-- Your task --
Please print the whole passage below about living with a chronic illness, word for word.

(Document passage)

4. I often have to give myself a pep talk just to get out of the house.
Fatigue, pain, a burning brain and spinal cord are constantly present. Somedays I have the capacity to tolerate this and can rally myself to go out for a few hours here and there. These times are still in the minority though but I hope with continued treatment, leaving the house will one day be something I can do without much thought.
5. You will likely not be able to tell if I’m having a “good day” or a “bad day” by a photo.
Oddly enough, some of my best pics were taken on the worst days. This is most likely due to the fact that knowing I felt so ill, I made my hubby take 25 pics before I finally found one that I deemed “postable.” If you saw the other 24, you probably could guess I wasn’t feeling well that day.
6 The road to recovery is actually quite bumpy.
There is no one-size fits all approach to treatment. Some use IV antibiotics. Others take oral antibiotics. Still others, myself included, are using a combination of medications, supplements and herbal antimicrobials. Nearly all of us will see several doctors over the course of our illness and try various treatment approaches until we hopefully find one that begins to get us on a healing path. Even when we find a suitable treatment we must contend with recurring Herxheimer reactions, or Herx for short. This is a sudden and exaggerated inflammatory response caused when injured or dead bacteria release their endotoxins into the blood and tissues faster than the body can comfortably handle it. An exacerbation of old symptoms, as well as a flare up of new symptoms, can occur. The very treatments that aim to make us well can, for a period, make us feel much sicker.

(End Document passage)
(Stored data)

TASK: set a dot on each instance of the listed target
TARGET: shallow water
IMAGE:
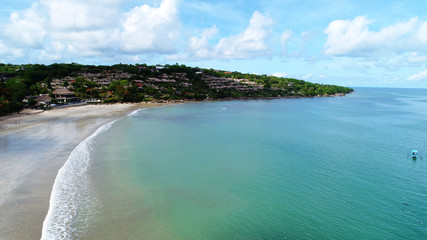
(314, 168)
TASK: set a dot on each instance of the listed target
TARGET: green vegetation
(21, 84)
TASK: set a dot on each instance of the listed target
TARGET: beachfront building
(64, 95)
(43, 99)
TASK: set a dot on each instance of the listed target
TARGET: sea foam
(137, 111)
(71, 199)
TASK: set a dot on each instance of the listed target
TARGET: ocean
(305, 168)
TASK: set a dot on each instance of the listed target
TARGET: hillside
(40, 86)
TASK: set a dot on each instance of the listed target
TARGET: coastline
(34, 146)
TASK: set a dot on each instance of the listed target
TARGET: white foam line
(70, 193)
(137, 111)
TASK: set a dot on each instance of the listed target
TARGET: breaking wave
(137, 111)
(71, 200)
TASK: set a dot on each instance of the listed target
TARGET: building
(43, 99)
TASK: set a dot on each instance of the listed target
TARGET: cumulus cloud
(55, 29)
(354, 38)
(75, 15)
(282, 74)
(148, 29)
(199, 46)
(419, 76)
(286, 35)
(251, 42)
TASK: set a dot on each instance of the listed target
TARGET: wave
(71, 199)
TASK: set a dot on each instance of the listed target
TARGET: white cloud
(148, 29)
(415, 57)
(307, 76)
(354, 38)
(251, 42)
(419, 76)
(200, 46)
(286, 35)
(283, 74)
(69, 29)
(74, 15)
(26, 28)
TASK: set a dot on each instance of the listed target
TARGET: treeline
(140, 82)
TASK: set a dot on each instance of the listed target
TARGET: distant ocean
(307, 168)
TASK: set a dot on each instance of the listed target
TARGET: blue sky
(353, 43)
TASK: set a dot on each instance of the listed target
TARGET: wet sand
(33, 147)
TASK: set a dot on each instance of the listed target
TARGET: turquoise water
(310, 168)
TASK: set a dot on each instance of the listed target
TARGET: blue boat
(415, 155)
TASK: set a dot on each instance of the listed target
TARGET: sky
(358, 43)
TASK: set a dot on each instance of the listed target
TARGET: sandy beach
(34, 145)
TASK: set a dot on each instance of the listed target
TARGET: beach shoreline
(34, 146)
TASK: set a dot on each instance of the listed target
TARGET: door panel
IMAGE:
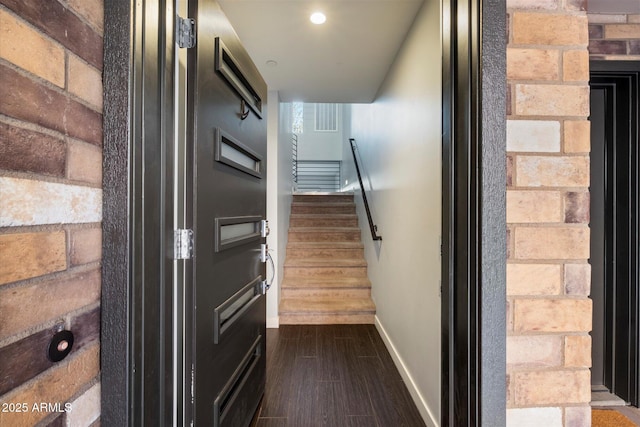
(228, 200)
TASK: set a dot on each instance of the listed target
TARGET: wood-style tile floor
(332, 375)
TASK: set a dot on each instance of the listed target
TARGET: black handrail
(294, 160)
(372, 226)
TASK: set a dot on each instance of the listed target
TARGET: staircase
(325, 274)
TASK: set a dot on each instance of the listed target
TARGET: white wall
(400, 145)
(279, 194)
(313, 145)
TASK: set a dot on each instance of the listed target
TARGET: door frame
(138, 218)
(621, 324)
(474, 213)
(137, 302)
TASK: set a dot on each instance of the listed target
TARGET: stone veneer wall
(614, 37)
(50, 208)
(548, 275)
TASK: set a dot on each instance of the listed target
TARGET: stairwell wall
(279, 195)
(399, 142)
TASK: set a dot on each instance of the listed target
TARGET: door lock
(264, 228)
(264, 257)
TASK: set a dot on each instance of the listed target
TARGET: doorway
(142, 375)
(615, 228)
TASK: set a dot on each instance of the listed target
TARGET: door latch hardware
(185, 32)
(263, 287)
(182, 244)
(265, 256)
(264, 228)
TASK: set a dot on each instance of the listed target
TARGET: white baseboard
(273, 322)
(422, 406)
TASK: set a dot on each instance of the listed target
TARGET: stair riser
(325, 271)
(332, 198)
(324, 222)
(296, 253)
(323, 292)
(348, 208)
(326, 319)
(332, 236)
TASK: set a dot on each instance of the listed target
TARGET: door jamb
(603, 68)
(474, 214)
(138, 218)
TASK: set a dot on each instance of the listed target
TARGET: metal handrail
(372, 226)
(294, 160)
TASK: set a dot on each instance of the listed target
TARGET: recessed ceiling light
(318, 18)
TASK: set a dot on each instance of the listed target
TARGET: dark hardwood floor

(End Stored data)

-- Written reply --
4. I often have to give myself a pep talk just to get out of the house.
Fatigue, pain, a burning brain and spinal cord are constantly present. Somedays I have the capacity to tolerate this and can rally myself to go out for a few hours here and there. These times are still in the minority though but I hope with continued treatment, leaving the house will one day be something I can do without much thought.
5. You will likely not be able to tell if I’m having a “good day” or a “bad day” by a photo.
Oddly enough, some of my best pics were taken on the worst days. This is most likely due to the fact that knowing I felt so ill, I made my hubby take 25 pics before I finally found one that I deemed “postable.” If you saw the other 24, you probably could guess I wasn’t feeling well that day.
6 The road to recovery is actually quite bumpy.
There is no one-size fits all approach to treatment. Some use IV antibiotics. Others take oral antibiotics. Still others, myself included, are using a combination of medications, supplements and herbal antimicrobials. Nearly all of us will see several doctors over the course of our illness and try various treatment approaches until we hopefully find one that begins to get us on a healing path. Even when we find a suitable treatment we must contend with recurring Herxheimer reactions, or Herx for short. This is a sudden and exaggerated inflammatory response caused when injured or dead bacteria release their endotoxins into the blood and tissues faster than the body can comfortably handle it. An exacerbation of old symptoms, as well as a flare up of new symptoms, can occur. The very treatments that aim to make us well can, for a period, make us feel much sicker.